**Exercise**
Copy the dance convention text below word for word, from its first sentence to its last.

This past weekend I attended my dance studio’s annual convention, where we have three days of workshops with guest instructors from around the world, and three evenings of shows with performances and competitions. I have been a member of the studio since 2008, but had fallen away from it for about the past 2 years.

For the past several years I have worked at the convention, but not danced – I’m so busy helping run things that I made excuses to not perform. I re-joined classes last January and decided to do the class performance at the convention. I am so grateful to my teacher for her love and support, and she reminded me before I went on stage that I am a dancer! It felt good to get back to performing, and several folks said they were glad to see me on stage again, so that was really nice.

At the after-party on Sunday, one of our guests came up and said “I saw you on stage – I recognized your hair and said ‘I know her!’ ” We laughed – most folks know me as a very visible volunteer, and don’t realize I also dance!

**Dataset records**
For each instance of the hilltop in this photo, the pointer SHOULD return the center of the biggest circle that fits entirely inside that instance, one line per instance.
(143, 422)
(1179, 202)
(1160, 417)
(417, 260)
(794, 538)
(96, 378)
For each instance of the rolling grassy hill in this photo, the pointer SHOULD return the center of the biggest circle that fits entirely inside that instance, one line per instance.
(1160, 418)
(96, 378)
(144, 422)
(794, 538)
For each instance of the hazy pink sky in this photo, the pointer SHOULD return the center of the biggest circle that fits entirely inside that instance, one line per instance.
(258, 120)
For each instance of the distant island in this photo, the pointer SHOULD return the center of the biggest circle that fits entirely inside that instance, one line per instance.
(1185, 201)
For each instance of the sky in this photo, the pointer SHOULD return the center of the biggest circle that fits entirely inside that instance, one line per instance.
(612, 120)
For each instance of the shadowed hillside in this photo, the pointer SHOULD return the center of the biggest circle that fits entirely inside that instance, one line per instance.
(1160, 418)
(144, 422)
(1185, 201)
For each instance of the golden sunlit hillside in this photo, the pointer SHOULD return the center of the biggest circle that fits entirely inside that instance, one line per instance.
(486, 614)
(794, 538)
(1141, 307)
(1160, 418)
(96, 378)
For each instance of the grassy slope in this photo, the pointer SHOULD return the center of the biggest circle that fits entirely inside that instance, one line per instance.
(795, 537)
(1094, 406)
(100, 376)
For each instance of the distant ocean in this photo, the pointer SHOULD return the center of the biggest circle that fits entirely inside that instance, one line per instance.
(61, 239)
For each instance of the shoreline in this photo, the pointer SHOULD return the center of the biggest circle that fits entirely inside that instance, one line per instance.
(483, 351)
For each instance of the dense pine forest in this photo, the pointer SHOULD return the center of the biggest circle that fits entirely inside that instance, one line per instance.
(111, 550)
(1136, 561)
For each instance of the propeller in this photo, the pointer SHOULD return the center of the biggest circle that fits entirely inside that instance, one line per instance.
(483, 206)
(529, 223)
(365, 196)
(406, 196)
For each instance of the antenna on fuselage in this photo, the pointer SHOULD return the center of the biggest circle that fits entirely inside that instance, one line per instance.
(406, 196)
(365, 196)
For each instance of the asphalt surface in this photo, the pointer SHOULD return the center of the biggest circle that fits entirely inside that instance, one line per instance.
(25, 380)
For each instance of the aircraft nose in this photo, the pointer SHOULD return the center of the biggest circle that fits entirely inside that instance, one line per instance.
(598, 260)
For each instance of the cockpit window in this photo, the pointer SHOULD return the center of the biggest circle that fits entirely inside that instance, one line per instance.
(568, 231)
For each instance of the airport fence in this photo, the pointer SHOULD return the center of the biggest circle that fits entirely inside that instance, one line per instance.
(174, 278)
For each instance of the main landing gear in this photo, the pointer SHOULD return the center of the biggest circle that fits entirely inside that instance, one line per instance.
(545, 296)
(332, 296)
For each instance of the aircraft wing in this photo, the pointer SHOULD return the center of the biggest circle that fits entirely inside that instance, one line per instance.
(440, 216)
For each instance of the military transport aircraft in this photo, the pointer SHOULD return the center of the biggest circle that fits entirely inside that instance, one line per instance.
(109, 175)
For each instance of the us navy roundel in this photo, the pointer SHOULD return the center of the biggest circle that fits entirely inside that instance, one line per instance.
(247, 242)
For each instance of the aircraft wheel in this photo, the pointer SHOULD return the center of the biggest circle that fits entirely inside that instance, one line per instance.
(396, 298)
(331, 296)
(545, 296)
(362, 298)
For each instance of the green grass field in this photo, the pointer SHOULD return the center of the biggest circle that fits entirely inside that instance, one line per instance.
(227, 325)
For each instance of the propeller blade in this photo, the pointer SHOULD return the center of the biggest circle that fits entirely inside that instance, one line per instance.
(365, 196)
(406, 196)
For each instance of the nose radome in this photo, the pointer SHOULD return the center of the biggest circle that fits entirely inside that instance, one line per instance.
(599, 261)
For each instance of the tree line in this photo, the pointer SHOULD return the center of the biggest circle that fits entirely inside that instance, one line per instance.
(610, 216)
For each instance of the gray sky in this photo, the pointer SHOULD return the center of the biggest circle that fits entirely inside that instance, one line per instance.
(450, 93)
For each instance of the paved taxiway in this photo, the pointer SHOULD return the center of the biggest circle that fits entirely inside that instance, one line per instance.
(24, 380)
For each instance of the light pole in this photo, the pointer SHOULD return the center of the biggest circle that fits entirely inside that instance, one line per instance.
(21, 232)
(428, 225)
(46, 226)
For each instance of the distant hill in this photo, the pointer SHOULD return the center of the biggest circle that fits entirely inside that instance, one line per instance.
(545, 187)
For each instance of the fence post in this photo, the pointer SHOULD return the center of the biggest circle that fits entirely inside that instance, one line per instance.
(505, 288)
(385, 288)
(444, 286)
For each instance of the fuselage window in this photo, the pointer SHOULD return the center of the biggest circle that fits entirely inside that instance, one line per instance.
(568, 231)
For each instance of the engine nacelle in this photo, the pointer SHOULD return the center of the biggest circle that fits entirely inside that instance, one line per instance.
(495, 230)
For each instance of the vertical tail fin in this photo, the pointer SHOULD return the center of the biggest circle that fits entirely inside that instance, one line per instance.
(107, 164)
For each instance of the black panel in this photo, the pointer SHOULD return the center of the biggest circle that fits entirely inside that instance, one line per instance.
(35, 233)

...

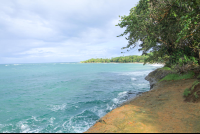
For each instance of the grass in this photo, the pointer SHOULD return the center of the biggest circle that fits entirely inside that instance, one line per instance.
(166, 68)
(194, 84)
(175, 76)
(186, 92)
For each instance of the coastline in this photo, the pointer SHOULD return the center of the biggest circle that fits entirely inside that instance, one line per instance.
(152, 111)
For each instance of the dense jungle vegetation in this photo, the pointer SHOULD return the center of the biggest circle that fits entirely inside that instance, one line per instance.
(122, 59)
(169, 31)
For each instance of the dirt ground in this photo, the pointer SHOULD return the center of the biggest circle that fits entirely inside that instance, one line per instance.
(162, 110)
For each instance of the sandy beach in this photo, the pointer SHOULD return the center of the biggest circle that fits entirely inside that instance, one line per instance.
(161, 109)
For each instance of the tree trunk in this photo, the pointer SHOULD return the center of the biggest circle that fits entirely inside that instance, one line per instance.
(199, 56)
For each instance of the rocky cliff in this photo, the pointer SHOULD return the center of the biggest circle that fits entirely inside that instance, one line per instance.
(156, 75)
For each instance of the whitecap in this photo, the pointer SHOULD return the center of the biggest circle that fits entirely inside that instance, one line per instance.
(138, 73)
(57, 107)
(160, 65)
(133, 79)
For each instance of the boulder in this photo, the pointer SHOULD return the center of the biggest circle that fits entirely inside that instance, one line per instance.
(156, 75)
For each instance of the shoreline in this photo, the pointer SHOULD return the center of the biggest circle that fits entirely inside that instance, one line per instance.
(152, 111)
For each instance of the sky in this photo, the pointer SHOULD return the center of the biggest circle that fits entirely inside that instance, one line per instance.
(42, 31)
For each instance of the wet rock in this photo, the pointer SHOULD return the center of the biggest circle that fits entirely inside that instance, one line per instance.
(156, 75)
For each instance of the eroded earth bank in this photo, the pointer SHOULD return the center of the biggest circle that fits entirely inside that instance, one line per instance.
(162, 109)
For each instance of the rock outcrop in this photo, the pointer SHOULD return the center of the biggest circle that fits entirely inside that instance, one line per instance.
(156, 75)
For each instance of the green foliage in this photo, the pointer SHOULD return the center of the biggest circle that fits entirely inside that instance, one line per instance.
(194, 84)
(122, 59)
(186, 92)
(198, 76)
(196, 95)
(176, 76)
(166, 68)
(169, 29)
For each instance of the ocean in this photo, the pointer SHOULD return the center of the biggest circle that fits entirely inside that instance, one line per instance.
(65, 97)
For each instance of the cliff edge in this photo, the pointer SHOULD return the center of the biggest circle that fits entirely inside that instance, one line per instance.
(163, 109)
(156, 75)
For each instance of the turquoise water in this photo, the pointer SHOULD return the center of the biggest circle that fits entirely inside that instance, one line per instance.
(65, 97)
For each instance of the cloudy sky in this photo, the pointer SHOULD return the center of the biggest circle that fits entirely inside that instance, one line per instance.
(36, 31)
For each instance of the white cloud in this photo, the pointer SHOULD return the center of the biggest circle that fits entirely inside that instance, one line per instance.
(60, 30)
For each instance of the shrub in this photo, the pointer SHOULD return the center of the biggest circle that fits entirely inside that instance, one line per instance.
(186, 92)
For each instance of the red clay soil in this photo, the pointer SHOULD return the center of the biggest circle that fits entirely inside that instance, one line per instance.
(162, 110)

* * *

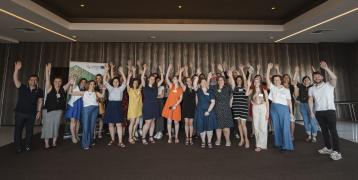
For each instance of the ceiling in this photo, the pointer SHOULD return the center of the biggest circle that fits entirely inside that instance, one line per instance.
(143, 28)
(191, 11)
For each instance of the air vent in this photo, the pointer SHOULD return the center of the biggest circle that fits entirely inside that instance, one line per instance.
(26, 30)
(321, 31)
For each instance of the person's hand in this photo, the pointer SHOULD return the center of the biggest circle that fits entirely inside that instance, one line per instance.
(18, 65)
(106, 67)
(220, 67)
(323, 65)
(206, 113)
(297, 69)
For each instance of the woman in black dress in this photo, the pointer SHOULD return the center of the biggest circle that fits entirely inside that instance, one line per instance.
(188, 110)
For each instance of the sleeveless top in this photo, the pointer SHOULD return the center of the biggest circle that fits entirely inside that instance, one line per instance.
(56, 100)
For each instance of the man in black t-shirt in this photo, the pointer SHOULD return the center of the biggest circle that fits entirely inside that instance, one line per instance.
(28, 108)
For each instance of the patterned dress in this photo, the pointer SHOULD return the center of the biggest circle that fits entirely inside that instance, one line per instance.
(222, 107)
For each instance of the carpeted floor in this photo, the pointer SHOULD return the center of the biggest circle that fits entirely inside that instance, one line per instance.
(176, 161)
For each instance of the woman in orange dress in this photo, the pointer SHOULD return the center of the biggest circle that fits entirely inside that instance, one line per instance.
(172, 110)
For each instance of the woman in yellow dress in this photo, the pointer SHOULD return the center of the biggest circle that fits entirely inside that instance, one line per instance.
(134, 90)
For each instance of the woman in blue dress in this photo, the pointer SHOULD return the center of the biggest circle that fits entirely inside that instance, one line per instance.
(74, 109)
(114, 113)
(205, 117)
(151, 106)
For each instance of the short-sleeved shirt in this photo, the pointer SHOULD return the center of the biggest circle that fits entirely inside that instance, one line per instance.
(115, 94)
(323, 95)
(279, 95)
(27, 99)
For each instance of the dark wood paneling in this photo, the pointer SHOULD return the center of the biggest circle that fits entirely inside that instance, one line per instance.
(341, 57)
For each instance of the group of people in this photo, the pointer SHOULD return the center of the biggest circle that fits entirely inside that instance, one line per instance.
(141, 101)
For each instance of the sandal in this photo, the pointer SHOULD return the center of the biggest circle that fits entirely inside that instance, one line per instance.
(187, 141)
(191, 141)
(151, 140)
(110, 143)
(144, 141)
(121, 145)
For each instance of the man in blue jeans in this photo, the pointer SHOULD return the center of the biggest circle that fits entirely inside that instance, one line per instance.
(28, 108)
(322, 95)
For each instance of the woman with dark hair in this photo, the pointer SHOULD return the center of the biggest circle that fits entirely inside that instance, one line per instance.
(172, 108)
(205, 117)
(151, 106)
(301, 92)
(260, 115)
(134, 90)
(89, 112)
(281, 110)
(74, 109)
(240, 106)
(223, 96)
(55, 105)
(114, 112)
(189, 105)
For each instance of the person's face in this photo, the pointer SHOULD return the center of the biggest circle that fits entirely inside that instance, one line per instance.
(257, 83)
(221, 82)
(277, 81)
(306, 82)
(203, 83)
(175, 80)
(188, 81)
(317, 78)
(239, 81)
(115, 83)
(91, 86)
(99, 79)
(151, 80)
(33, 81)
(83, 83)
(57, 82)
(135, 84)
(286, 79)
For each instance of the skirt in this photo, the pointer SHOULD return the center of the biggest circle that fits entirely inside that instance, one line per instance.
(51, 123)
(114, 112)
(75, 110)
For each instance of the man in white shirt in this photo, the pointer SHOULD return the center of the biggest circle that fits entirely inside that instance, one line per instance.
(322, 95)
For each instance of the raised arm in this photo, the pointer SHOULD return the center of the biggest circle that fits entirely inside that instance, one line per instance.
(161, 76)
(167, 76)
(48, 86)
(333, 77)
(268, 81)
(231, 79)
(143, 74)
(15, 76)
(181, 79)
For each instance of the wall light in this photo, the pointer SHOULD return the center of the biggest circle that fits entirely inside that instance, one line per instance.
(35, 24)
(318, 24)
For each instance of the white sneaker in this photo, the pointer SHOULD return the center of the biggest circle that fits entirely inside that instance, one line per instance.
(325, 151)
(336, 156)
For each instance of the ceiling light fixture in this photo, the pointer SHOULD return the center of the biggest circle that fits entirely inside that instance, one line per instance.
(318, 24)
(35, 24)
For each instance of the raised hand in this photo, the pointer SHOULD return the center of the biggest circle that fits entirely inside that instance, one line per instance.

**Reply to the task**
This past weekend I attended my dance studio’s annual convention, where we have three days of workshops with guest instructors from around the world, and three evenings of shows with performances and competitions. I have been a member of the studio since 2008, but had fallen away from it for about the past 2 years.

For the past several years I have worked at the convention, but not danced – I’m so busy helping run things that I made excuses to not perform. I re-joined classes last January and decided to do the class performance at the convention. I am so grateful to my teacher for her love and support, and she reminded me before I went on stage that I am a dancer! It felt good to get back to performing, and several folks said they were glad to see me on stage again, so that was really nice.

At the after-party on Sunday, one of our guests came up and said “I saw you on stage – I recognized your hair and said ‘I know her!’ ” We laughed – most folks know me as a very visible volunteer, and don’t realize I also dance!